Aim of the exercise:
Answer these questions about the text on the studio command:
1. At which address does Studio open?
2. From which location does Studio auto-discover run workspaces?
3. What does the `--dir` option set, and what is its default?

Studio

The studio command launches a web-based dashboard for browsing evaluation runs, inspecting individual test results, and reviewing scores. It shows both local runs and runs synced from a remote results repository.

Usage

agentv studio

Studio auto-discovers run workspaces from .agentv/results/runs/ in the current directory and opens at http://localhost:3117.

You can also point it at a specific run workspace or index.jsonl manifest:

agentv studio .agentv/results/runs/2026-03-30T11-45-56-989Z/index.jsonl
# or
agentv studio .agentv/results/runs/2026-03-30T11-45-56-989Z

Options

Option	Description
`--port`, `-p`	Port to listen on (flag > `PORT` env var > 3117)
`--dir`, `-d`	Working directory (default: current directory)
`--multi`	Launch in multi-project dashboard mode (deprecated; use auto-detect or `--single`)

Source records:
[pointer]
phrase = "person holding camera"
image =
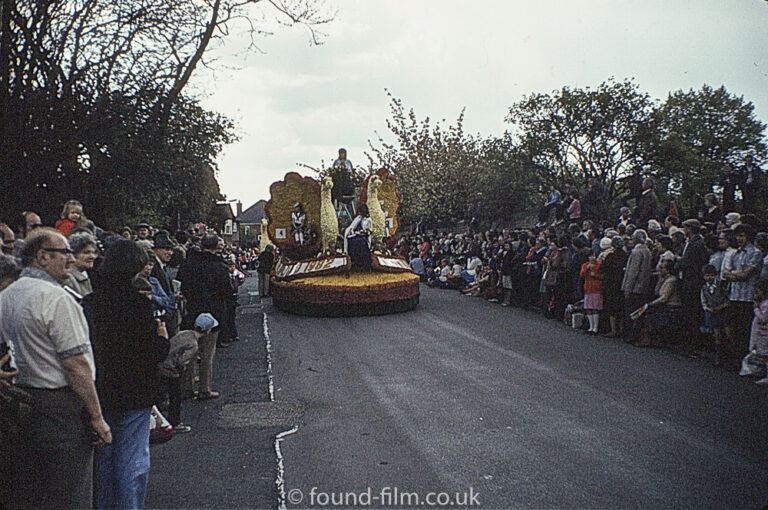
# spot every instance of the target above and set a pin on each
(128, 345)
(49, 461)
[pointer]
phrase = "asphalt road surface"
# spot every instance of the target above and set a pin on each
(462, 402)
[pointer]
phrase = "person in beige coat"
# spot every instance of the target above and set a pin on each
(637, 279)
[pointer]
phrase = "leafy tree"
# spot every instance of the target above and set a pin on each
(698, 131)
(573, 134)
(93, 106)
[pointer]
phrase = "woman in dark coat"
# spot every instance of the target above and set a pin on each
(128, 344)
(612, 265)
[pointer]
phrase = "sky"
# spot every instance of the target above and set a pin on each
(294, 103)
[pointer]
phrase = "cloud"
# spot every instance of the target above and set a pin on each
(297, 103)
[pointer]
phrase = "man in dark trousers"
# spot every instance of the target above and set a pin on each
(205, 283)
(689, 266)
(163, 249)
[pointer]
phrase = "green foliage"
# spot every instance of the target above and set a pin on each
---
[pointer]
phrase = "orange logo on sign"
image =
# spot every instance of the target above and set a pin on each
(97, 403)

Answer box:
1. http://localhost:3117
2. From .agentv/results/runs/ in the current directory.
3. It sets the working directory, and its default is the current directory.